- _BRIEF_
Print the complete set of entries exactly.
== AVAILABLE RECORDS ==
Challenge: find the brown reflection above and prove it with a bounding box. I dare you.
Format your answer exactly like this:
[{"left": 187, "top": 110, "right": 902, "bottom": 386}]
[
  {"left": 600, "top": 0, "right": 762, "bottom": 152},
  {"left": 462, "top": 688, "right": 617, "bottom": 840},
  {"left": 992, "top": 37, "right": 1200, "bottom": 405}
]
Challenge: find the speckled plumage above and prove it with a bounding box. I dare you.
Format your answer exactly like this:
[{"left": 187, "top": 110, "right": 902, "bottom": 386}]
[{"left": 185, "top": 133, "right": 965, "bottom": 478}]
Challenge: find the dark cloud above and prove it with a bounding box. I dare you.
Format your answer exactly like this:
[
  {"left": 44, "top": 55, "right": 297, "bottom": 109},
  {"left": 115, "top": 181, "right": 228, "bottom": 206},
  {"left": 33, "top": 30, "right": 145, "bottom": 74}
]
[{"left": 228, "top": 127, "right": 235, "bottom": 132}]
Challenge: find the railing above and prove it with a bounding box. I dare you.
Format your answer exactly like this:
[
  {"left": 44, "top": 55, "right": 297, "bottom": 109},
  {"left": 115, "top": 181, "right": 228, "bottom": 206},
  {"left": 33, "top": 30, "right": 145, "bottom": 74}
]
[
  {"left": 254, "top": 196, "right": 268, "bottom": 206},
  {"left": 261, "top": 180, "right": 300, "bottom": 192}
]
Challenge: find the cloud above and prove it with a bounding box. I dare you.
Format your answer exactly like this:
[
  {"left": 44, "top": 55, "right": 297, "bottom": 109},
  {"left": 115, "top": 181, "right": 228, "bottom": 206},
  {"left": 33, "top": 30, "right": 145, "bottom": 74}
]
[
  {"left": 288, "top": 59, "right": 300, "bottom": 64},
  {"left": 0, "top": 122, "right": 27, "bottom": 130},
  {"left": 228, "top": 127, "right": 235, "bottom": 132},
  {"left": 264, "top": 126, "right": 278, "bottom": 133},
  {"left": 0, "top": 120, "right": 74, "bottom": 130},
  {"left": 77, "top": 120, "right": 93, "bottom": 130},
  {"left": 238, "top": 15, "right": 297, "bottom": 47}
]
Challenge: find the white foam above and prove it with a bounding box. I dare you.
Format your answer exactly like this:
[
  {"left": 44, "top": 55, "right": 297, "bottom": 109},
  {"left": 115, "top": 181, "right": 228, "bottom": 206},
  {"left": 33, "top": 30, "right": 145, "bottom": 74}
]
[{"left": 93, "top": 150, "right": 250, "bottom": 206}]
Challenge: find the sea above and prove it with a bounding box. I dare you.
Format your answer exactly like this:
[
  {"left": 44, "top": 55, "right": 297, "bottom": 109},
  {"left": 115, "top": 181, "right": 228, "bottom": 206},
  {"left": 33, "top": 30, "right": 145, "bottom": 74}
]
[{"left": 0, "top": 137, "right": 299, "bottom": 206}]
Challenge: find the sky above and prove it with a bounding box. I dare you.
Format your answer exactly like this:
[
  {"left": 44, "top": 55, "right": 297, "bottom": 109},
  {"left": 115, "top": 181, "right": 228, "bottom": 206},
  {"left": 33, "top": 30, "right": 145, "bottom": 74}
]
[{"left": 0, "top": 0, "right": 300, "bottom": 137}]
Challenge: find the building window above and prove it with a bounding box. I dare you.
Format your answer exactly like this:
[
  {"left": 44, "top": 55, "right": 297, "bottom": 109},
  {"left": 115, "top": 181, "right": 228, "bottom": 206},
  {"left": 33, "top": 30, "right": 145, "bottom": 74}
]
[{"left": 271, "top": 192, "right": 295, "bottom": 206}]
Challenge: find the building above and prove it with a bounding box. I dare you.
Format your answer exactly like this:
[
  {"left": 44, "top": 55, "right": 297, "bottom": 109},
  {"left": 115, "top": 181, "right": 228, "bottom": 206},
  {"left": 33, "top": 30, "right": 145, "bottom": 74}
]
===
- _FINISHED EXERCISE_
Challenge: find the brown reflection above and prove it with a bounding box. I dare you.
Format your answer exactly like this:
[{"left": 187, "top": 110, "right": 902, "bottom": 386}]
[
  {"left": 600, "top": 0, "right": 762, "bottom": 152},
  {"left": 462, "top": 688, "right": 617, "bottom": 840},
  {"left": 992, "top": 37, "right": 1200, "bottom": 405}
]
Challenge: find the speckled plumage above and prove it with a bounding box. I dare you.
Format your answer exactly like this:
[{"left": 187, "top": 110, "right": 902, "bottom": 386}]
[{"left": 185, "top": 133, "right": 965, "bottom": 478}]
Challenge: find the dark cloud above and prove it with a bounding box. I dare you.
Format your answer exactly like this:
[
  {"left": 44, "top": 55, "right": 297, "bottom": 109},
  {"left": 115, "top": 181, "right": 228, "bottom": 206},
  {"left": 33, "top": 30, "right": 145, "bottom": 74}
]
[{"left": 228, "top": 127, "right": 235, "bottom": 132}]
Challenge: find the railing above and prove it with a bounding box. I dare you.
Format your answer exactly like this:
[
  {"left": 44, "top": 55, "right": 297, "bottom": 109},
  {"left": 115, "top": 181, "right": 228, "bottom": 206},
  {"left": 33, "top": 30, "right": 145, "bottom": 74}
]
[
  {"left": 254, "top": 196, "right": 268, "bottom": 206},
  {"left": 261, "top": 180, "right": 300, "bottom": 192}
]
Challenge: find the cloud above and prove it with a bounding box. I dare you.
Format your answer exactly like this:
[
  {"left": 44, "top": 55, "right": 297, "bottom": 109},
  {"left": 115, "top": 181, "right": 228, "bottom": 206},
  {"left": 33, "top": 30, "right": 145, "bottom": 74}
]
[
  {"left": 288, "top": 59, "right": 300, "bottom": 64},
  {"left": 0, "top": 122, "right": 27, "bottom": 130},
  {"left": 228, "top": 127, "right": 235, "bottom": 132},
  {"left": 264, "top": 126, "right": 278, "bottom": 133},
  {"left": 0, "top": 120, "right": 74, "bottom": 130},
  {"left": 77, "top": 120, "right": 93, "bottom": 130},
  {"left": 238, "top": 15, "right": 297, "bottom": 47}
]
Challenge: find the white foam above and prove it with a bounding box. I dare you.
Format your answer exactly like this:
[
  {"left": 44, "top": 55, "right": 297, "bottom": 109},
  {"left": 115, "top": 181, "right": 228, "bottom": 206},
  {"left": 33, "top": 30, "right": 145, "bottom": 74}
]
[{"left": 93, "top": 150, "right": 250, "bottom": 206}]
Challenge: find the sea above and prove it with a bounding box. I dare you.
Format your answer exactly like this:
[
  {"left": 44, "top": 55, "right": 297, "bottom": 109},
  {"left": 115, "top": 181, "right": 228, "bottom": 206},
  {"left": 33, "top": 30, "right": 145, "bottom": 74}
]
[{"left": 0, "top": 137, "right": 299, "bottom": 206}]
Challenge: find the sky above and prove it with a bounding box. I dare you.
Format your answer exactly like this:
[
  {"left": 44, "top": 55, "right": 297, "bottom": 109},
  {"left": 115, "top": 181, "right": 228, "bottom": 206},
  {"left": 33, "top": 30, "right": 145, "bottom": 74}
]
[{"left": 0, "top": 0, "right": 300, "bottom": 137}]
Challenge: find the building window above and prove it with a bounding box. I dare you.
Format your answer exactly like this:
[
  {"left": 44, "top": 55, "right": 297, "bottom": 109},
  {"left": 115, "top": 181, "right": 228, "bottom": 206},
  {"left": 33, "top": 30, "right": 145, "bottom": 74}
]
[{"left": 271, "top": 192, "right": 295, "bottom": 206}]
Challenge: find the building above and prove it with a bounding box. I dare you.
Format your answer exactly like this:
[
  {"left": 44, "top": 55, "right": 297, "bottom": 109},
  {"left": 115, "top": 181, "right": 228, "bottom": 206},
  {"left": 33, "top": 30, "right": 145, "bottom": 74}
]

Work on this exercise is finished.